### Task to complete
Using the Institute of Directors text below, explain why the organisation was established as an association of directors. Answer in one to three sentences.

### Supplied text
= = = = =

Professional association in India

The Institute of Directors (IOD), India was established in India on 12 July 1990, as a not-for-profit, apex association of Directors under the India's 'Societies Registration Act XXI of 1860' to improve their professional competence.

IOD is headquartered in New Delhi and has regional offices in Bengaluru | Chennai | Hyderabad | Mumbai. Over the past three decades, it has grown into one of India's leading organisations for directors, associating with more than 30,000 senior executives from government, private, and public sector organisations in India and abroad.

The organisation offers training and development programmes for Company Directors and Senior Executives. Its flagship training programme, the Masterclass for Directors, provides boardroom skills, governance insights, and leadership development to corporate leaders, and it also supports independent director placement.

IOD organises National and International Conferences, Webinars, Workshops, and Global Conventions focusing on corporate governance, sustainability, and leadership issues. Institute of Directors also publishes Directors Handbooks, Research Papers, Corporate Books, and a monthly journal to keep directors informed named as Directors Today of emerging trends and best practices.

The Golden Peacock Awards for Corporate Leadership and Institutional Excellence is a series of annual corporate accolades. The awards attract over 1,000 applications across sixteen categories each year.

The organisation's mission is to cultivate effective boards, advance corporate governance, and foster leadership that contributes to sustainable growth and ethical decision-making.

= = = = =

[Point-per-instance localization data]
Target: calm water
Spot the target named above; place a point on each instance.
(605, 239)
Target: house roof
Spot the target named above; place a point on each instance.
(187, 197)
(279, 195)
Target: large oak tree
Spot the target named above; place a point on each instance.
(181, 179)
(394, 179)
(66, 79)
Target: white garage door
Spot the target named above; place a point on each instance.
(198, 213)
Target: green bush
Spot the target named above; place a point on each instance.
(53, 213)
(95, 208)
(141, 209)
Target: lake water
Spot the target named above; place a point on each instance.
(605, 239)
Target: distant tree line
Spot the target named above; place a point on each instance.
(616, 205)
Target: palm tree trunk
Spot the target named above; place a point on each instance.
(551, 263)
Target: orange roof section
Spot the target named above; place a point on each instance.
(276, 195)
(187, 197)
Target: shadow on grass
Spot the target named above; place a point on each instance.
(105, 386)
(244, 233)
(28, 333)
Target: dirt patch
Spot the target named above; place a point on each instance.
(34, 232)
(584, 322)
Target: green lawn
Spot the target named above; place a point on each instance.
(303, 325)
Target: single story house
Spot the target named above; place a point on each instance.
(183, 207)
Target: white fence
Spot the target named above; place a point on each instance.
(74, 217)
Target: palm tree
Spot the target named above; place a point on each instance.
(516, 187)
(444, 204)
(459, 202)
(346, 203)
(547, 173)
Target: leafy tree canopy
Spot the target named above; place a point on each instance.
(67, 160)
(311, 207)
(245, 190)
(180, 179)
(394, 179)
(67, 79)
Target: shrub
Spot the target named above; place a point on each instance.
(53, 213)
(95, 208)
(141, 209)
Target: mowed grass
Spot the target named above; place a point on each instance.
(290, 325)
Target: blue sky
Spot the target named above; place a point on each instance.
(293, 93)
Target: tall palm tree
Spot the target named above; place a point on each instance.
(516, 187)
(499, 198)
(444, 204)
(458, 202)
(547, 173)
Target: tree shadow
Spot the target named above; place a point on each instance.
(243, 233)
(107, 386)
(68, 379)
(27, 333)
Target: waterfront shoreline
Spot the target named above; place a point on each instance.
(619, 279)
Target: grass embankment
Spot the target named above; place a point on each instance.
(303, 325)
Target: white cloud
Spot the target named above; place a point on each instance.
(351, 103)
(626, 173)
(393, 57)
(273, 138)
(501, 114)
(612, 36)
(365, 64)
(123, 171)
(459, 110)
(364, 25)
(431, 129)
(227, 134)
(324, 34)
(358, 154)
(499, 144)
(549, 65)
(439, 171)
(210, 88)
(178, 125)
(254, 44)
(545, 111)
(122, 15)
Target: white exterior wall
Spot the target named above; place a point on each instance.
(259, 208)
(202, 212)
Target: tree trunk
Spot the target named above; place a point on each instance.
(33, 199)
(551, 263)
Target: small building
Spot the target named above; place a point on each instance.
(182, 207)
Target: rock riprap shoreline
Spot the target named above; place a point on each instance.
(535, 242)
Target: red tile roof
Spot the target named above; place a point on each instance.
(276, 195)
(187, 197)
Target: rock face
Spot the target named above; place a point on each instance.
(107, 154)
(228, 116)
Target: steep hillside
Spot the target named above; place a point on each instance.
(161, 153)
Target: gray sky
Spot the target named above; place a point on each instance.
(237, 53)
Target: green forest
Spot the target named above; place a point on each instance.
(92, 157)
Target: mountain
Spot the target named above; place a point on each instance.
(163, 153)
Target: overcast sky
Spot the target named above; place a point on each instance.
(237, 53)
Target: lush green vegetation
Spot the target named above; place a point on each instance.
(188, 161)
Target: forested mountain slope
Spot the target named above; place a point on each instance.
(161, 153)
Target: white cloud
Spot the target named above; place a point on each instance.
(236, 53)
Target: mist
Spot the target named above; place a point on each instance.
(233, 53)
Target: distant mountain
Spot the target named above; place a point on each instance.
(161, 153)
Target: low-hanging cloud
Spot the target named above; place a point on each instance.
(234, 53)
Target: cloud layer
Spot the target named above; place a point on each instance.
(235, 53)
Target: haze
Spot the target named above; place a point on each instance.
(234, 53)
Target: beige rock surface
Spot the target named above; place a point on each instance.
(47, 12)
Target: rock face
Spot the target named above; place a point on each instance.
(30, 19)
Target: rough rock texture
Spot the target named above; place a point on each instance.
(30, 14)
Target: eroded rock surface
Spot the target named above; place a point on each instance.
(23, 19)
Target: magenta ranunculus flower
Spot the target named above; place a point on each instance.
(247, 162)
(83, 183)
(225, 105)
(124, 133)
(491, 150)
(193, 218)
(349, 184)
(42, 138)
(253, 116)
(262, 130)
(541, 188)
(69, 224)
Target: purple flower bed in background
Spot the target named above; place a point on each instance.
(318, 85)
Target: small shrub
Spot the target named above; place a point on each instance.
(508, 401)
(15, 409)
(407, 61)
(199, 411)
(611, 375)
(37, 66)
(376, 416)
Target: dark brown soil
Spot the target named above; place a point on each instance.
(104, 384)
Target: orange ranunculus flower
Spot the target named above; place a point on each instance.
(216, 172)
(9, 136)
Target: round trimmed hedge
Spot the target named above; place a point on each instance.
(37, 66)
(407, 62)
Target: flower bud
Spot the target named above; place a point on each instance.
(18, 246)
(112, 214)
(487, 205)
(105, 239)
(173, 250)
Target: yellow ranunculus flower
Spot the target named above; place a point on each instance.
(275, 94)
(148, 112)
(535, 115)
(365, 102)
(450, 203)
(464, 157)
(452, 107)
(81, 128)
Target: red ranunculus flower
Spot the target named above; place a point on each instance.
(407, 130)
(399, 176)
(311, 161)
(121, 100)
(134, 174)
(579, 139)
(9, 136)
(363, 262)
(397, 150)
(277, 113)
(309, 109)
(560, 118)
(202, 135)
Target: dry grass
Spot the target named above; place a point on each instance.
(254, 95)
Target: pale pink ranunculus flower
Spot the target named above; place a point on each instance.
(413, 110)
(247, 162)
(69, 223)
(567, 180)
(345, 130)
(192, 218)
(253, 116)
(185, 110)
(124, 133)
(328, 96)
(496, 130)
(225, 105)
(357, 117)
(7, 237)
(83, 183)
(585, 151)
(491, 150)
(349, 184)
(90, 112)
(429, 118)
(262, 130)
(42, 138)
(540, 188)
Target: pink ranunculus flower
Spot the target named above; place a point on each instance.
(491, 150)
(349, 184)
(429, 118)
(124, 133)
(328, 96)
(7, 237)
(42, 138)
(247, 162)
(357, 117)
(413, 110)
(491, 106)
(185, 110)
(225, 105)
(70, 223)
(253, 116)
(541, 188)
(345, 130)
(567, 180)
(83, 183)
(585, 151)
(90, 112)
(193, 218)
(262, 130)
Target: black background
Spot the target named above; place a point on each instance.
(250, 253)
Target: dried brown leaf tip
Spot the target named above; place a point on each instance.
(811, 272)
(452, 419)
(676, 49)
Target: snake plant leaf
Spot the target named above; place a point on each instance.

= = = = =

### Output
The Institute of Directors, India was set up on 12 July 1990 as a not-for-profit, apex association of directors to improve their professional competence. It was registered under India's Societies Registration Act XXI of 1860.